— GIVEN REQUEST —
Continue the forum thread on how wages are set, starting after its final reply.

------ TEXT SHOWN

I'm amazed you only have 4 answers so far.

The bog-standard classical (and, yes, "libertarian") answer is that wages work exactly the same as all other prices - prices for candy bars, gasoline, houses, lawn mowing services, plumbers, and milk.

That's to say, supply and demand (sellers and buyers) set prices, same as with everything else. If buyers don't like the price, they shop around some more, settle for a lower-quality "product" that's cheaper, or offer more to get what they want. If sellers don't like what's on offer, they look for another buyer who'll pay more, try to improve the "product", or settle for what buyers are willing to pay.

Generally speaking, price controls (a minimum wage is a price floor on labor) make things worse for pretty much everybody - laws that make mutually-advantageous trades illegal are generally a bad idea. Plenty of countries don't have any minimum wage (last I checked, those included Denmark, Iceland, Norway, and Sweden - all pretty decent places to live).

There's a whole academic field dedicated to studying and understanding this called "economics".

It seems like all the countries you named have gvt enforced worker's rights, and strong gvt support for the unemployed (as well as strong non-gvt collective bargaining). That seems like a big factor to me in determining the wage equilibria, and isn't a standard part of the libertarian model, right? So my question is, what are the principles underlying what determines these equilibria.

[-]TAG10

Realistically, wages aren't like other prices because they are "sticky" in both directions. Employers will rarely offer a substantial increase to the remuneration of someone they've already got, and also won't reduce the salary of anyone with seniority , even if they have declined in productivity.

Wages are also unlike other prices , because there is a natural minimum wage, an amount below which you can't literally survive on.

6TekhneMakre
Exactly. And if you can't survive, you stop participating in the market. Which means that reasoning based on equilibria of immortal agents may or may not apply. And it seems plausible that in fact, in practice, employers basically threaten workers with starvation as a negotiating tactic.
1TAG
...but only because things are rigged to favour employers. Employment is almost always a buyers market, but everybody sees that as a fact of nature. In the rare periods during which workers can bargain up their wages, that's the demon of inflation...
4ChristianKl
There's no natural minimum wage as not all money a person earns comes from a specific job. People happen to work for other motivation then money as well. Some people take up jobs to increase there skills. I remember from a YC talk that not paying the founders minimum wage in the beginning is often a source of legal issues.
5TAG
If a job takes up all the time you have available to work,there's a natural minimum wage. Otherwise you are saying that two half jobs can add up to one job, which is true but uninteresting. In terms of hourly rates , there's a natural minimum hourly rate, whether you get it from one job or two or three.
3ChristianKl
In reality many people have relationships with other people that allow them to live even if they don't earn enough money to feed themselves.
5TAG
Yes, but not everyone. You're basically giving up on the idea that everyone has a right to life...a practical right to life. Libertarianism isn't the best system if a few low-productivity manage to survive, because almost any other system does better regarding low productivity people. What are you trying to maximise? What are your values, and why are they the true values?
3ChristianKl
What you write sounds like you mix questions about whats true very much with question of what you think should happen.

------------
------ RECORDS SUPPLIED

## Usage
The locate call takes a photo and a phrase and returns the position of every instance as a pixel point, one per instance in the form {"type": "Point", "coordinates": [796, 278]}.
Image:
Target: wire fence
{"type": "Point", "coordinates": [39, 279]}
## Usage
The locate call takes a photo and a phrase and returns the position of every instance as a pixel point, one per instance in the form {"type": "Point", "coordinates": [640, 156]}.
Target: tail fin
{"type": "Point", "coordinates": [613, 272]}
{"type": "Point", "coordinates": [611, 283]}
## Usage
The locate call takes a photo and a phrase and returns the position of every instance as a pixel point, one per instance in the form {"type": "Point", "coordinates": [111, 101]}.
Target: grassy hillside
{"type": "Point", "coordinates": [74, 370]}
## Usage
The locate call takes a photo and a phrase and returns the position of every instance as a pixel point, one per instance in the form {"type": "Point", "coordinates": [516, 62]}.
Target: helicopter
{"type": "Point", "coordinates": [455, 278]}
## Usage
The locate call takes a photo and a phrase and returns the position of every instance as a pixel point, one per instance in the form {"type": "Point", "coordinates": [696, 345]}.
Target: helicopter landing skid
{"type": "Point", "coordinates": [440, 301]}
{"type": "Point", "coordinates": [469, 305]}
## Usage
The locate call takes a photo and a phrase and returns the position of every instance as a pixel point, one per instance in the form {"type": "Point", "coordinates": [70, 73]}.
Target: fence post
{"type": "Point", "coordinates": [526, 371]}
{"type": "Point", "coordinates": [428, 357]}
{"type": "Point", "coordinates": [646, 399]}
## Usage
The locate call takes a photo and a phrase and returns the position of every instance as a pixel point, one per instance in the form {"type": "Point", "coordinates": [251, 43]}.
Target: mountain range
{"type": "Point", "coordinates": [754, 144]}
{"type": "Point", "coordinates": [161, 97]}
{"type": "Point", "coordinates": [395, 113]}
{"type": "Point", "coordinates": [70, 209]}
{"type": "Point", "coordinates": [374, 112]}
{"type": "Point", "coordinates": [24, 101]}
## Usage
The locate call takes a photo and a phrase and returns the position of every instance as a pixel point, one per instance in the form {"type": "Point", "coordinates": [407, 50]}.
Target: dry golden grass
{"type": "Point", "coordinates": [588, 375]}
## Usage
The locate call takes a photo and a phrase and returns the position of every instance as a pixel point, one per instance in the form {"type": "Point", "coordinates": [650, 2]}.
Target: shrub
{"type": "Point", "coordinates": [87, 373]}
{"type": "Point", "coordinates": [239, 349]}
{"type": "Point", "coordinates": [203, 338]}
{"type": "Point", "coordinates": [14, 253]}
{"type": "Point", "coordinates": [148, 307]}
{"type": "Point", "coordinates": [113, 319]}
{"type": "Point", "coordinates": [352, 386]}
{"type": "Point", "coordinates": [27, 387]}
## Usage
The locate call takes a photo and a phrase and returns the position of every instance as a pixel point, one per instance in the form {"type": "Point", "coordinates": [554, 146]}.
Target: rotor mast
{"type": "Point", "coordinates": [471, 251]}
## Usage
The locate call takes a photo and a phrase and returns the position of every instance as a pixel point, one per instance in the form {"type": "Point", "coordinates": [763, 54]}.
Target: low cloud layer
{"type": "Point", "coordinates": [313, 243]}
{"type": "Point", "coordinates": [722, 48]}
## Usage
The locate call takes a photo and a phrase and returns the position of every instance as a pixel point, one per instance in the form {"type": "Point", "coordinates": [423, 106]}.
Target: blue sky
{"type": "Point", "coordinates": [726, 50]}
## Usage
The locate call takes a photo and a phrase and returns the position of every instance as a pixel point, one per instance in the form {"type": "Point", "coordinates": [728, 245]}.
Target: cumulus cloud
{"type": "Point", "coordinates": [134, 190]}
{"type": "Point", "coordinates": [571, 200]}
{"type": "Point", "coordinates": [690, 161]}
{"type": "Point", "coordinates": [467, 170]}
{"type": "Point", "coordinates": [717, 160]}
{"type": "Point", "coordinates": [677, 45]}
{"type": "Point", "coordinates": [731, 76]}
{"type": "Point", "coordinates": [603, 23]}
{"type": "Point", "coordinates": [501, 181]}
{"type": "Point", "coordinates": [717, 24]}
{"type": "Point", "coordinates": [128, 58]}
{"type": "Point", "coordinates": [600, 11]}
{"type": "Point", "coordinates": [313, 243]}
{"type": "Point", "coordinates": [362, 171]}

------------

— EXERCISE ANSWER —
-2TAG
Of course. Politics is downstream of ethics. So is economics, more surreptitiously. An economist can tell you how to get more of what you value, but shouldn't be telling you what to value.
3Dagon
Those things seem like they apply to many types of trade.   Most prices are sticky - neither producers nor consumers tend to change very much, except by changing the product (different brand, features, etc. analogous to changing jobs or employees).  And there's no natural minimum wage any more than there's a natural maximum cost of a carrot - the proof is that $0 is the wage for many activities, and a significant subset of any population currently seems to still be alive with no legible (minimum-wage-applicable) job at all.
3TAG
Wages are stickier Since it is impossible to live with no income, they have an income. Since they are not generating an income, they are getting money from somewhere else. That can only be a voluntary transfer, from charity/family, or an involuntary transfer from the tax-and-welfare system. Libertarianism strongly opposes the tax-and-welfare system, so low productivity people would have to find private charity in libertopia. If you are below a certain level of productivity, you cannot sustain yourself in libertopia by getting a job, even if jobs are more available in libertopia, because the libertarian wage is what you are worth to an employer, not what you need to survive.
4Dagon
I don't think this is true, though it may not be false either - I haven't surveyed formally, and I don't think Libertarianism is coherent enough to make such statements.   The lowercase-l libertarians I know (and was once, though I currently identify as "other") are quite mixed on what to do about the small or not-so-small portion of humanity that can't fully take care of themselves.  I know of literally none who advocate for starvation.  They're pretty universally against the insane complexity of the current tax-and-welfare system which picks and chooses based on arcane and unsupportable divisions.  But there's a lot of interest in UBI or much simpler and non-judgmental subsidies, paid for by simple tax regimes.  
3TAG
The ones I know are exactly the people who say taxation is slavery.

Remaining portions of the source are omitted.